▶ CHALLENGE
Extract every line in the records below that contains the word "stone", copying each such line in full.

[Start RECORDS PROVIDED]

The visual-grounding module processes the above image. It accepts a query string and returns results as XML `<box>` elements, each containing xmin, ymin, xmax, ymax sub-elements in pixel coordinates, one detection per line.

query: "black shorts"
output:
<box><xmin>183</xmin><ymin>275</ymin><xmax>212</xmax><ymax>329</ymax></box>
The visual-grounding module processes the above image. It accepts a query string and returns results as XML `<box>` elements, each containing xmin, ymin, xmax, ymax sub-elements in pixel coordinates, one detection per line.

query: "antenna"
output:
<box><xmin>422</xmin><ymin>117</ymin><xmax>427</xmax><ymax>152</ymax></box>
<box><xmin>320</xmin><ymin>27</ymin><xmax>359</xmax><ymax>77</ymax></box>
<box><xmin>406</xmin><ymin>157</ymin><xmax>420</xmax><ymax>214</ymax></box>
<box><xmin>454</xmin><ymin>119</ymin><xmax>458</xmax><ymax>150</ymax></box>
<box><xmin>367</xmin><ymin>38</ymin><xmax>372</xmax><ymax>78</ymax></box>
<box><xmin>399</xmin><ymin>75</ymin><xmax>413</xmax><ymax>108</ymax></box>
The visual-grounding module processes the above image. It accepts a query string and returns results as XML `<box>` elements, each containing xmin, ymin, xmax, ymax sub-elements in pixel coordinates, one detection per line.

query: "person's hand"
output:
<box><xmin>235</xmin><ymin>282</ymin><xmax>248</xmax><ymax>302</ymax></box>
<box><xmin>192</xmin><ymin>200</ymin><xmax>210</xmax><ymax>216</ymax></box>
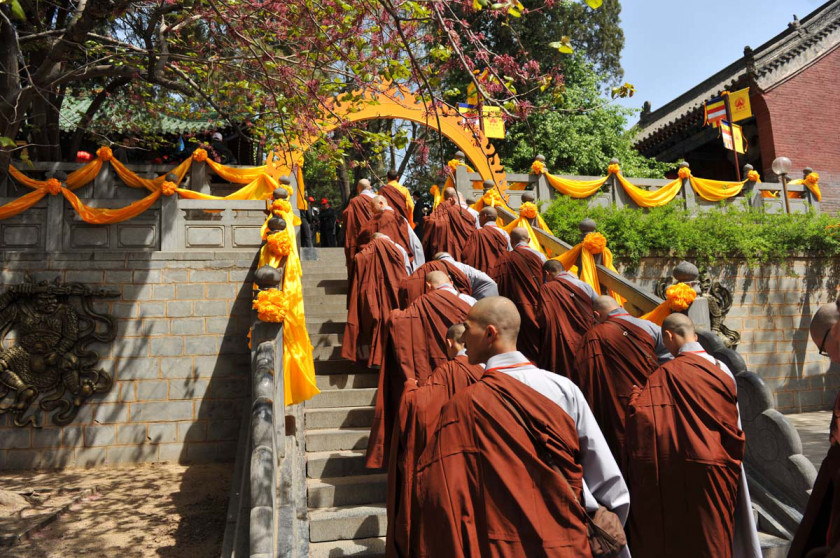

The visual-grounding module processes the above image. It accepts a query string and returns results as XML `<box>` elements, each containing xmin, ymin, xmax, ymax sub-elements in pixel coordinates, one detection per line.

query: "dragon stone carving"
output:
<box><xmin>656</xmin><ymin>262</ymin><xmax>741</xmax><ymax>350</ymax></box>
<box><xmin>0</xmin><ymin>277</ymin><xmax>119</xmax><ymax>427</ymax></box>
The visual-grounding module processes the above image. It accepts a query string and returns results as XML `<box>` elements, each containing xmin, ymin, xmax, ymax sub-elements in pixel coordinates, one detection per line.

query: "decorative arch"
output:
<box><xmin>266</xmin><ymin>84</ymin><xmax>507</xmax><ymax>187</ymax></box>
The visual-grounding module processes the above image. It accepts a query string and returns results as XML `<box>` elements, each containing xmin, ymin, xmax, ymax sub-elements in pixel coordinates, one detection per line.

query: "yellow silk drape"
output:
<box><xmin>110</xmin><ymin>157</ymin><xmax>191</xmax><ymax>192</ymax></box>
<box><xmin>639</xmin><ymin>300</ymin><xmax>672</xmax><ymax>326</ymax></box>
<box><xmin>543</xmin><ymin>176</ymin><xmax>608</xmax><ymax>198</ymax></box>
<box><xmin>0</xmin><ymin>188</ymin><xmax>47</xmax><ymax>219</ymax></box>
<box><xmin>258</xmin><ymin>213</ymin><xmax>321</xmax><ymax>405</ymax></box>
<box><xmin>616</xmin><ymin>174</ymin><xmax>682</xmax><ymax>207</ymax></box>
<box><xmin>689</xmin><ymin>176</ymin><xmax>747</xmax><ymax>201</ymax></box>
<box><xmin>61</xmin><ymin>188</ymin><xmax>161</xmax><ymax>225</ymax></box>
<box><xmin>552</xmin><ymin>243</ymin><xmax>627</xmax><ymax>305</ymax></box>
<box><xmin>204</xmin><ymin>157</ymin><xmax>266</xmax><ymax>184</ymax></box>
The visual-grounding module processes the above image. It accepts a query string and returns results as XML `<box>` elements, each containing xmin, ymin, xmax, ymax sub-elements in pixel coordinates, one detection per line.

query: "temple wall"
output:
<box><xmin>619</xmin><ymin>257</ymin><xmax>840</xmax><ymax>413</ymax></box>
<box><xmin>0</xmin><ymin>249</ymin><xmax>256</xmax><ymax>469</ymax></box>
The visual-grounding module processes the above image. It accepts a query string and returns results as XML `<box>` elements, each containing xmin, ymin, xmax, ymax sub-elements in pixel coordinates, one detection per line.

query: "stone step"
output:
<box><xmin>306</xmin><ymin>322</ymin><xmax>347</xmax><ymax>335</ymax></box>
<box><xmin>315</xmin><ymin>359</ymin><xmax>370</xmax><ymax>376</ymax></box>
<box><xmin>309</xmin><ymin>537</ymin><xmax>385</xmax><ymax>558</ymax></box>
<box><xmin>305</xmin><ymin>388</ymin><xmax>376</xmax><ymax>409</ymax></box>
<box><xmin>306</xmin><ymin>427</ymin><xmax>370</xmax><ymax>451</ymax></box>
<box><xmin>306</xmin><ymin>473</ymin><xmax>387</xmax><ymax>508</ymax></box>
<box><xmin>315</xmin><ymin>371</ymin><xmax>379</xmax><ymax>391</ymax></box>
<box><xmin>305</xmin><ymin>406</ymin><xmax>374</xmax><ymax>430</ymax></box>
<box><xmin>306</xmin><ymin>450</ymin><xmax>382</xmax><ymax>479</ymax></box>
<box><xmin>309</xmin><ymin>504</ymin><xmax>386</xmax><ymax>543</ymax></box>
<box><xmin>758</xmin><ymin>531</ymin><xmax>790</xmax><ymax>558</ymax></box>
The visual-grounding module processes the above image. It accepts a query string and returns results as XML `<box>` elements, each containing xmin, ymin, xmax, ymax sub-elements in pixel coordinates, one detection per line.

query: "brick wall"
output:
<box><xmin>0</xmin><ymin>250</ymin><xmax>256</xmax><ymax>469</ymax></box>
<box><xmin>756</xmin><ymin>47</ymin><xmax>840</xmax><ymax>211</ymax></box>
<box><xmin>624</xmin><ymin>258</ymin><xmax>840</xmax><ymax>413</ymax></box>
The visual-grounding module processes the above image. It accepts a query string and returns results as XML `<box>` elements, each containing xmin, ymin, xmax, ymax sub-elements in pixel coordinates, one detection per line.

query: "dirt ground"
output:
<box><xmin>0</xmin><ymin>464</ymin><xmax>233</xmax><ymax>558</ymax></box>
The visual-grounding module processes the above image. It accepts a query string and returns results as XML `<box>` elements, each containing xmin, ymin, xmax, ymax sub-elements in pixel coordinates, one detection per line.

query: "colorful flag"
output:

[End RECORDS PROVIDED]

▶ EXERCISE ANSWER
query: "dragon stone carving"
query: "stone step"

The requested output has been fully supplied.